Stated task: Reproduce each of the entries below word for word, keeping every line unchanged.

## begin

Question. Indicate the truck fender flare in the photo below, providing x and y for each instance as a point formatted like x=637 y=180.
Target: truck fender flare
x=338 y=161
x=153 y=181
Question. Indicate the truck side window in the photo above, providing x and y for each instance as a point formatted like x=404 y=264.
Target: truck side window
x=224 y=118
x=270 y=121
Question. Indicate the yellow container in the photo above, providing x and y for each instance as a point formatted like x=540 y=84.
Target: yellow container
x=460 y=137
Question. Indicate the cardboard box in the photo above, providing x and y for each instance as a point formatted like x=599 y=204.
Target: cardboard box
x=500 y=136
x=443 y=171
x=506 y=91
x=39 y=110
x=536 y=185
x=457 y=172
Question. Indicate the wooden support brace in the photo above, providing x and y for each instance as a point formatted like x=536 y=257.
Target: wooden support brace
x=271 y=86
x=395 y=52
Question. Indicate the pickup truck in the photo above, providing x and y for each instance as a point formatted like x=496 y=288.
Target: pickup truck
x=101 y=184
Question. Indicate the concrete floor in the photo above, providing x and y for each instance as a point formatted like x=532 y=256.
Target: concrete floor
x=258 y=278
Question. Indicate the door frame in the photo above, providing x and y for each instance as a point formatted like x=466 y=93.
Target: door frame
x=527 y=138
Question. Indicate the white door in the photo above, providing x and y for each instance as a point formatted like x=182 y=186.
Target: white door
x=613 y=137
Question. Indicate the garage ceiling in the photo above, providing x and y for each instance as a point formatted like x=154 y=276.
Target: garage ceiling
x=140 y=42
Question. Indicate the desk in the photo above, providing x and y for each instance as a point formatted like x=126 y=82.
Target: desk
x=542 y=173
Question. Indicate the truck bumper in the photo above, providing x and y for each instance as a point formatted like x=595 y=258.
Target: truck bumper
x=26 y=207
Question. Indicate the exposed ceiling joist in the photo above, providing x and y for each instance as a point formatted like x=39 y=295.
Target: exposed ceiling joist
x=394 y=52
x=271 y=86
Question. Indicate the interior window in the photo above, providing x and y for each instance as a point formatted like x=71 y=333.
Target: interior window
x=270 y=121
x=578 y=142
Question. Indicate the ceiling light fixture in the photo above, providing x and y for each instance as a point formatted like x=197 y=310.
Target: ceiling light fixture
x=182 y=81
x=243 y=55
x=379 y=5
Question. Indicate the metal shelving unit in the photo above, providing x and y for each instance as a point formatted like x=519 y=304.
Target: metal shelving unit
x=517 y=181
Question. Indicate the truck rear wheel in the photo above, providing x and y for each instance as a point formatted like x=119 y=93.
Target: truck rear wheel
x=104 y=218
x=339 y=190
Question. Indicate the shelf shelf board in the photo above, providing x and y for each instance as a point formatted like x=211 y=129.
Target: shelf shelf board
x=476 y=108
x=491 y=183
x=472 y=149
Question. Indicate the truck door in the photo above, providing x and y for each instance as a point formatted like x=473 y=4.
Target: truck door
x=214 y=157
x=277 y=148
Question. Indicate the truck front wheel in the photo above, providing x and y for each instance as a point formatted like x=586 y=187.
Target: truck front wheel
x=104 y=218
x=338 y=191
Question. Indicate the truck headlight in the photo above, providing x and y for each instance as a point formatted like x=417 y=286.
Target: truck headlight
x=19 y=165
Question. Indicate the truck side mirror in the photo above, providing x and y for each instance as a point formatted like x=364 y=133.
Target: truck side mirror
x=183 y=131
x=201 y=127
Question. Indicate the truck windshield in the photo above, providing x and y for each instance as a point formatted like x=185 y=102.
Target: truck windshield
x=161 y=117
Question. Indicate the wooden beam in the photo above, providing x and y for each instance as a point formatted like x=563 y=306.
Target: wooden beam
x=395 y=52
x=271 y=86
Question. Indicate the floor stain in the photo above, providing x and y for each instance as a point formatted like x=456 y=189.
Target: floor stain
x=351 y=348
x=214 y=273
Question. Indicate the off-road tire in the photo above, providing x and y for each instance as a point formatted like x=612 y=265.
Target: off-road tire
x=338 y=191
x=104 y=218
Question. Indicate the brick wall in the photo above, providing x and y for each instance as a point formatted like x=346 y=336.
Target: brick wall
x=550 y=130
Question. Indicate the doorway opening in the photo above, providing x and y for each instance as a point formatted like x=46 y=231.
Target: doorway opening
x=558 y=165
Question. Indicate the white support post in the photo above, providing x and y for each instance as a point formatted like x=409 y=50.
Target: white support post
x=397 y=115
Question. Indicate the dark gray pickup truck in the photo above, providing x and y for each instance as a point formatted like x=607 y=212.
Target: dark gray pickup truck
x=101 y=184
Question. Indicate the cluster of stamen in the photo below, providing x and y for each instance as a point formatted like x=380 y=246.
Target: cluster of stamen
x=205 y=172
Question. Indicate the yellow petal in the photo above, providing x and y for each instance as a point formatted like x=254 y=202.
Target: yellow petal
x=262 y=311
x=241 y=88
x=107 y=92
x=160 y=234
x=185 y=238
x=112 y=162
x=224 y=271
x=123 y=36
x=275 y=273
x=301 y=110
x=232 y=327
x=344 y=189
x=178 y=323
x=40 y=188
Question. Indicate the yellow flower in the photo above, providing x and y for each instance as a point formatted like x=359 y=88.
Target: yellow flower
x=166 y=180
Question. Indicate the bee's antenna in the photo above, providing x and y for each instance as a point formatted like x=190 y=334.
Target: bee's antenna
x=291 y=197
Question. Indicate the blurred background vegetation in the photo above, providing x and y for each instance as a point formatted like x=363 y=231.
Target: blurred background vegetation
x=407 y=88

## end

Task answer:
Question. Indicate the truck fender flare in the photo below, providing x and y for each instance as a point formatted like x=637 y=180.
Target: truck fender flare
x=338 y=161
x=153 y=181
Question. Indicate the truck side window in the photo above, providing x and y for each instance as a point formatted like x=404 y=264.
Target: truck side window
x=224 y=118
x=270 y=121
Question. Indicate the yellow container in the photo above, providing x and y for each instance as a point formatted like x=540 y=84.
Target: yellow container
x=460 y=137
Question. Indicate the cardboard box in the photo above, providing x and y for each instance as a point formatted like x=599 y=204.
Target: cardboard box
x=500 y=136
x=443 y=171
x=506 y=91
x=39 y=110
x=536 y=185
x=457 y=172
Question. Indicate the wooden support brace in the photo above, providing x and y for each instance as a point formatted like x=536 y=257.
Target: wooden support brace
x=271 y=86
x=395 y=52
Question. Indicate the pickup truck in the photo above, providing x and y for each instance as a point formatted like x=496 y=288.
Target: pickup truck
x=101 y=184
Question. Indicate the concrete floor in the photo above, providing x and y for each instance as a point formatted like x=532 y=256.
Target: concrete floor
x=258 y=278
Question. Indicate the door frame in the photo above, providing x and y for each instance as a point formatted like x=466 y=93.
Target: door frame
x=527 y=138
Question. Indicate the white door in the photo above, providing x and y for each instance as a point formatted like x=182 y=186.
Target: white door
x=613 y=137
Question. Indicate the garage ceiling in the photo above, providing x and y for each instance as a point formatted like x=154 y=276.
Target: garage ceiling
x=140 y=42
Question. Indicate the desk in the photo above, providing x and y for each instance as a point formatted like x=126 y=82.
Target: desk
x=542 y=173
Question. Indicate the truck bumper in the photo above, providing x and y for each instance as a point formatted like x=595 y=258.
Target: truck bumper
x=26 y=207
Question. Indicate the exposed ceiling joist in the photo above, providing x and y for each instance as a point formatted like x=39 y=295.
Target: exposed ceiling joist
x=394 y=52
x=271 y=86
Question. Indicate the interior window in the photo above, providing x and y for each instance as a point formatted like x=71 y=333.
Target: interior window
x=270 y=121
x=578 y=142
Question. Indicate the ceiling light fixture in the photo above, providing x and y for each instance as a point formatted like x=197 y=310.
Target: ceiling light fixture
x=182 y=81
x=243 y=55
x=379 y=5
Question. Indicate the metal shelving unit in the photo above, providing x and y for each instance as a point formatted like x=519 y=304.
Target: metal shelving unit
x=517 y=181
Question. Indicate the truck rear wheel in the photo above, providing x and y for each instance as a point formatted like x=119 y=93.
Target: truck rear wheel
x=104 y=218
x=339 y=190
Question. Indicate the shelf shelf board in the photo above, providing x and y for each instance as a point formatted like x=211 y=129.
Target: shelf shelf board
x=476 y=108
x=491 y=183
x=472 y=149
Question. Indicate the truck door in the photo above, providing x and y for each instance as a point formatted like x=473 y=4.
Target: truck door
x=214 y=157
x=277 y=148
Question. Indicate the truck front wheel in the photo above, providing x and y for each instance as a point formatted like x=586 y=187.
Target: truck front wheel
x=104 y=218
x=338 y=191
Question. Indicate the truck headlight in the photo above, providing x and y for each instance as a point formatted like x=417 y=286.
Target: truck headlight
x=19 y=165
Question. Indicate the truck side mirror in the photo above, providing x and y for each instance as a point formatted like x=364 y=133.
Target: truck side mirror
x=183 y=131
x=201 y=127
Question. Indicate the truck windshield in the photo above, providing x and y for each instance as a point formatted like x=185 y=102.
Target: truck windshield
x=161 y=117
Question. Indicate the wooden beam in the photo above, providing x and y for each instance as a point formatted like x=563 y=306.
Target: wooden beam
x=395 y=52
x=271 y=86
Question. Indicate the floor stain in the photo above, providing x and y for each instance as a point formatted like x=456 y=189.
Target: floor stain
x=351 y=348
x=214 y=273
Question. Indicate the off-road tire in the photo above, providing x and y for each instance as a point formatted like x=612 y=265.
Target: off-road tire
x=338 y=191
x=104 y=218
Question. Indicate the brick wall in the photo above, providing x and y for each instance as a point formatted like x=346 y=336.
Target: brick wall
x=550 y=130
Question. Indicate the doorway opening in the photo above, providing x and y for each instance as a point formatted like x=46 y=231.
Target: doorway opening
x=558 y=165
Question. Indicate the white support post in the photo above, providing x and y for each instance as a point formatted like x=409 y=50.
Target: white support post
x=397 y=115
Question. Indicate the dark gray pickup truck in the photo above, providing x and y for each instance as a point formatted like x=607 y=212.
Target: dark gray pickup truck
x=101 y=184
Question. Indicate the cluster of stamen in the photo below, providing x and y for each instance as a point formatted like x=380 y=246.
Target: cluster of stamen
x=205 y=172
Question. Indicate the yellow petal in the photo above, providing x and y for each instance as a point formatted like x=254 y=202.
Target: yellow petal
x=262 y=311
x=241 y=88
x=107 y=92
x=160 y=234
x=185 y=238
x=112 y=162
x=224 y=271
x=123 y=36
x=275 y=273
x=301 y=110
x=232 y=327
x=344 y=189
x=178 y=323
x=40 y=188
Question. Indicate the yellow flower in the photo above, providing x and y for each instance as a point formatted like x=359 y=88.
Target: yellow flower
x=166 y=180
Question. Indicate the bee's antenna in the photo above, providing x and y for each instance as a point formatted like x=190 y=334.
Target: bee's antenna
x=291 y=197
Question. Indicate the blurred background vegetation in the photo above, providing x and y for each instance as a point formatted like x=363 y=231.
Target: blurred background vegetation
x=407 y=88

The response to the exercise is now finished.